_What is asked_.
Copy out each line of the material below with no changes.

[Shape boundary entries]
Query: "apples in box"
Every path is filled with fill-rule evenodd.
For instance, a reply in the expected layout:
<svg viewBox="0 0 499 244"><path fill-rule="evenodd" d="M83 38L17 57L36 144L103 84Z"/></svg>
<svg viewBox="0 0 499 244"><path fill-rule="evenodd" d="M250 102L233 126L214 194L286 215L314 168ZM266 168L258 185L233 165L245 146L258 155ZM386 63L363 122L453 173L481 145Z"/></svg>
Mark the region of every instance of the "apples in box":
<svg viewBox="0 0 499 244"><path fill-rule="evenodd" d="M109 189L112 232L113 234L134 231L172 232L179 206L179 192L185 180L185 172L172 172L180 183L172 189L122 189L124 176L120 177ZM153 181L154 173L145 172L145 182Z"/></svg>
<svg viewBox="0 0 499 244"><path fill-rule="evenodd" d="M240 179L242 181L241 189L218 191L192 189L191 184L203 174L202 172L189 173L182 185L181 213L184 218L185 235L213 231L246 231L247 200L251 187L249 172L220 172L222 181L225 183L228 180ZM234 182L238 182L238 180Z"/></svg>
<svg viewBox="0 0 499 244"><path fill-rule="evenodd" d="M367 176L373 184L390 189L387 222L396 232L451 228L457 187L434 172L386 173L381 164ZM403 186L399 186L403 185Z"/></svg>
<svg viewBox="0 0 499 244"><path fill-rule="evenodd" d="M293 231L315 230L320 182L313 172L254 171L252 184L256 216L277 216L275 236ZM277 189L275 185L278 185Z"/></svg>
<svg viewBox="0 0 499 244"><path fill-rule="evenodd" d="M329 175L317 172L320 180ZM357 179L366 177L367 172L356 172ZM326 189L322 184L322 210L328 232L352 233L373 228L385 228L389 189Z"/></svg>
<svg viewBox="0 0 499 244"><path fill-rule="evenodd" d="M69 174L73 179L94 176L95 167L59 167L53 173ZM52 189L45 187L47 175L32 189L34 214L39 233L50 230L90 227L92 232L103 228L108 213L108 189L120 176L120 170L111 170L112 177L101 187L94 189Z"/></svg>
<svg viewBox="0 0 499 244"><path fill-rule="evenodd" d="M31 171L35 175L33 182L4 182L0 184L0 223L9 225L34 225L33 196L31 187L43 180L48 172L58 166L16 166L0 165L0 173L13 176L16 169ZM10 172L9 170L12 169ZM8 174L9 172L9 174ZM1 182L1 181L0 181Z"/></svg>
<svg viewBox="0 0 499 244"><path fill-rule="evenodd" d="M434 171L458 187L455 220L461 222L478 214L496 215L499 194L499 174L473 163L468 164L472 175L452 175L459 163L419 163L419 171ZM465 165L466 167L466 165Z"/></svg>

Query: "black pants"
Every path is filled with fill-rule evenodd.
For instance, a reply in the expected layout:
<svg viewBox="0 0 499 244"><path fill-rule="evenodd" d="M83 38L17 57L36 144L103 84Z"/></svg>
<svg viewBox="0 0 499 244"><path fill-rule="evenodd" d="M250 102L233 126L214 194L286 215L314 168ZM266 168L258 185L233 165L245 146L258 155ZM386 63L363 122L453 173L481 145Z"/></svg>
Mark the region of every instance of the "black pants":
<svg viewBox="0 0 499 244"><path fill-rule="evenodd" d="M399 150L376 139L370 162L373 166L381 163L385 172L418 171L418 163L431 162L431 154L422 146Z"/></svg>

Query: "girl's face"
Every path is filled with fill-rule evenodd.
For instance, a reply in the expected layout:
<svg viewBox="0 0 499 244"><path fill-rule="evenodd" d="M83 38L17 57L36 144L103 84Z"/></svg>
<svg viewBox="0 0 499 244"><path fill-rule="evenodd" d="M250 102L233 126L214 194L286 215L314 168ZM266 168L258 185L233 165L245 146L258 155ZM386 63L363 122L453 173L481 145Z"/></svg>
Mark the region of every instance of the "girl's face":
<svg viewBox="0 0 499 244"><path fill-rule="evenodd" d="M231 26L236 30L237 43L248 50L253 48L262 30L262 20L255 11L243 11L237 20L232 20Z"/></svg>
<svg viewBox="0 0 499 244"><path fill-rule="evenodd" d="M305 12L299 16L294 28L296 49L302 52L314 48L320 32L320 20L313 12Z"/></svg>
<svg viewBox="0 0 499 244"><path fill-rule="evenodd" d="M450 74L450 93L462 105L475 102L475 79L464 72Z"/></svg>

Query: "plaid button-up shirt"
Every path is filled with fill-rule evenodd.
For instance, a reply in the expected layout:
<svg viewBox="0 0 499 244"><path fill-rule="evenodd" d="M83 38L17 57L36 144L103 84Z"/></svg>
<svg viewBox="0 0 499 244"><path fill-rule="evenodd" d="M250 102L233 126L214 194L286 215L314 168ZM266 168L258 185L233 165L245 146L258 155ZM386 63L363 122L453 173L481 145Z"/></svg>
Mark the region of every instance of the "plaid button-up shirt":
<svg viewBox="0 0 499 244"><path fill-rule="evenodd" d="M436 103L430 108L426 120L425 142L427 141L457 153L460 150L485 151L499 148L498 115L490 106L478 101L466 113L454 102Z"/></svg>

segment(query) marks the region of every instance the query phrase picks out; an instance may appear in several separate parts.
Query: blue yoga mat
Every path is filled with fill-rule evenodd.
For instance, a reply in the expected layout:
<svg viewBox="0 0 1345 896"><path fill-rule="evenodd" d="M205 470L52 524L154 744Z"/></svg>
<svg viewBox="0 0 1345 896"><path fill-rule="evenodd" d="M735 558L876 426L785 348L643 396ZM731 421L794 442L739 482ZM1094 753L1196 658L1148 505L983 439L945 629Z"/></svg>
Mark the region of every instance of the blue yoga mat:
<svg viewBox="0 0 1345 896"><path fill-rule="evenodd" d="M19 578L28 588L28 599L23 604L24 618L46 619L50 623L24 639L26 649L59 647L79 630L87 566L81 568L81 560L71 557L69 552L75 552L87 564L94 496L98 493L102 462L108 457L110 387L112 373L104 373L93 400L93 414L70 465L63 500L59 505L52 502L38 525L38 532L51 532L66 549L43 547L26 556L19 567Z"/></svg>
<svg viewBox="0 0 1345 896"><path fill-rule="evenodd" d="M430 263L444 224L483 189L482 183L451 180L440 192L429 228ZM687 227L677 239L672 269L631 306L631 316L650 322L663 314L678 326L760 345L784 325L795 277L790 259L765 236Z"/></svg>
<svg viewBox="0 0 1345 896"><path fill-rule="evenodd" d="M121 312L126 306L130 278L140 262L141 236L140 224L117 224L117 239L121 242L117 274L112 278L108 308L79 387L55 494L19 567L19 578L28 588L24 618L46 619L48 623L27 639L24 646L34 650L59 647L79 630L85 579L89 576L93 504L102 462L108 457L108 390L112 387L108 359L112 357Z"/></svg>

_Output of the task_.
Query: "apples in box"
Every path is filled with fill-rule evenodd.
For instance, a reply in the expected layout:
<svg viewBox="0 0 499 244"><path fill-rule="evenodd" d="M83 38L17 57L36 144L103 84Z"/></svg>
<svg viewBox="0 0 499 244"><path fill-rule="evenodd" d="M250 102L233 126L214 194L286 215L314 168ZM266 168L258 185L233 165L245 146L258 155ZM386 63L363 122L453 173L481 145Z"/></svg>
Mark the region of every instance of the "apples in box":
<svg viewBox="0 0 499 244"><path fill-rule="evenodd" d="M109 189L112 232L113 234L134 231L172 232L179 206L179 192L185 180L185 172L172 172L180 183L172 189L122 189L124 176L120 177ZM153 181L154 173L145 172L145 182Z"/></svg>
<svg viewBox="0 0 499 244"><path fill-rule="evenodd" d="M240 179L242 181L241 189L218 191L192 189L191 184L203 174L202 172L189 173L182 185L181 213L184 218L185 235L213 231L246 231L247 200L251 187L249 172L220 172L222 181L225 183L228 180ZM234 182L238 182L238 180Z"/></svg>
<svg viewBox="0 0 499 244"><path fill-rule="evenodd" d="M367 176L373 184L390 189L387 222L396 232L451 228L457 187L434 172L386 173L381 164ZM403 186L399 186L403 185Z"/></svg>
<svg viewBox="0 0 499 244"><path fill-rule="evenodd" d="M293 231L315 230L320 182L313 172L254 171L252 184L256 216L277 216L275 236ZM277 189L275 185L278 185Z"/></svg>
<svg viewBox="0 0 499 244"><path fill-rule="evenodd" d="M329 175L317 172L320 180ZM357 179L366 177L367 172L356 172ZM326 189L322 184L322 210L328 232L352 233L373 228L385 228L389 189Z"/></svg>
<svg viewBox="0 0 499 244"><path fill-rule="evenodd" d="M69 174L73 179L94 176L95 167L59 167L53 173ZM52 189L45 187L47 175L32 189L34 214L39 233L50 230L90 227L92 232L103 228L108 213L108 189L120 176L120 170L111 170L112 177L101 187L94 189Z"/></svg>
<svg viewBox="0 0 499 244"><path fill-rule="evenodd" d="M31 171L35 175L33 182L4 182L0 184L0 223L9 225L34 225L33 196L31 187L43 180L48 172L58 166L16 166L0 165L0 173L13 176L16 169ZM10 172L9 170L12 169ZM8 174L9 172L9 174ZM1 182L1 181L0 181Z"/></svg>
<svg viewBox="0 0 499 244"><path fill-rule="evenodd" d="M434 171L458 187L455 220L461 222L478 214L496 215L499 194L499 174L473 163L468 164L472 175L452 175L459 163L419 163L419 171ZM465 165L466 167L466 165Z"/></svg>

Query: "black pants"
Every path is filled with fill-rule evenodd.
For instance, a reply in the expected layout:
<svg viewBox="0 0 499 244"><path fill-rule="evenodd" d="M83 38L17 57L36 144L103 84Z"/></svg>
<svg viewBox="0 0 499 244"><path fill-rule="evenodd" d="M250 102L233 126L214 194L286 215L314 168ZM266 168L258 185L233 165L245 146L258 155ZM386 63L363 122L453 173L481 145Z"/></svg>
Mark the region of every instance of the "black pants":
<svg viewBox="0 0 499 244"><path fill-rule="evenodd" d="M399 150L376 139L370 162L373 166L381 163L385 172L418 171L418 163L431 162L431 154L422 146Z"/></svg>

Query: "girl's face"
Every path is filled with fill-rule evenodd.
For instance, a reply in the expected layout:
<svg viewBox="0 0 499 244"><path fill-rule="evenodd" d="M83 38L17 57L36 144L103 84Z"/></svg>
<svg viewBox="0 0 499 244"><path fill-rule="evenodd" d="M250 102L233 126L214 194L286 215L314 168ZM266 168L258 185L233 165L245 146L258 155ZM386 63L363 122L453 173L481 145Z"/></svg>
Mark the region of every instance of the "girl's face":
<svg viewBox="0 0 499 244"><path fill-rule="evenodd" d="M231 26L236 30L237 43L248 50L253 48L262 30L262 20L255 11L243 11L237 20L232 20Z"/></svg>
<svg viewBox="0 0 499 244"><path fill-rule="evenodd" d="M305 12L299 16L294 28L296 49L302 52L314 48L320 32L320 20L313 12Z"/></svg>
<svg viewBox="0 0 499 244"><path fill-rule="evenodd" d="M450 74L450 93L462 105L475 102L475 79L464 72Z"/></svg>

Query: "plaid button-up shirt"
Every path is filled with fill-rule evenodd.
For instance, a reply in the expected layout:
<svg viewBox="0 0 499 244"><path fill-rule="evenodd" d="M83 38L17 57L36 144L103 84Z"/></svg>
<svg viewBox="0 0 499 244"><path fill-rule="evenodd" d="M250 102L233 126L214 194L286 215L314 168ZM266 168L258 185L233 165L245 146L258 155ZM386 63L363 122L453 173L481 145Z"/></svg>
Mark the region of every instance of the "plaid button-up shirt":
<svg viewBox="0 0 499 244"><path fill-rule="evenodd" d="M436 103L430 108L426 120L425 142L427 141L457 153L460 150L485 151L499 148L498 115L490 106L478 101L466 113L454 102Z"/></svg>

segment(query) marks the region of every instance the query phrase picks out; an instance may appear in several separate parts.
Query: blue yoga mat
Every path is filled with fill-rule evenodd.
For instance, a reply in the expected layout:
<svg viewBox="0 0 1345 896"><path fill-rule="evenodd" d="M205 470L52 524L154 744Z"/></svg>
<svg viewBox="0 0 1345 896"><path fill-rule="evenodd" d="M735 558L876 426L785 348L643 396ZM731 421L794 442L739 482ZM1094 753L1196 658L1148 505L983 439L945 629Z"/></svg>
Mark the region of every instance of the blue yoga mat:
<svg viewBox="0 0 1345 896"><path fill-rule="evenodd" d="M19 578L28 588L28 599L23 604L24 618L46 619L50 623L24 639L26 649L59 647L79 630L87 566L81 568L81 560L71 557L69 552L75 552L87 564L94 496L98 493L102 462L108 457L110 387L112 373L104 373L93 400L93 414L70 465L63 500L59 505L52 502L38 525L38 532L51 532L66 549L43 547L26 556L19 567Z"/></svg>
<svg viewBox="0 0 1345 896"><path fill-rule="evenodd" d="M430 263L444 224L483 189L482 183L451 180L440 192L429 228ZM687 227L677 239L672 269L631 306L631 316L650 322L663 314L678 326L760 345L784 325L795 277L790 259L765 236Z"/></svg>
<svg viewBox="0 0 1345 896"><path fill-rule="evenodd" d="M121 312L126 306L130 278L140 262L141 236L140 224L117 224L117 239L121 242L117 274L112 278L108 308L79 387L55 494L19 567L19 578L28 588L24 618L46 619L48 623L27 639L24 646L34 650L59 647L79 630L85 579L89 576L93 504L102 462L108 457L108 390L112 387L108 359L112 357Z"/></svg>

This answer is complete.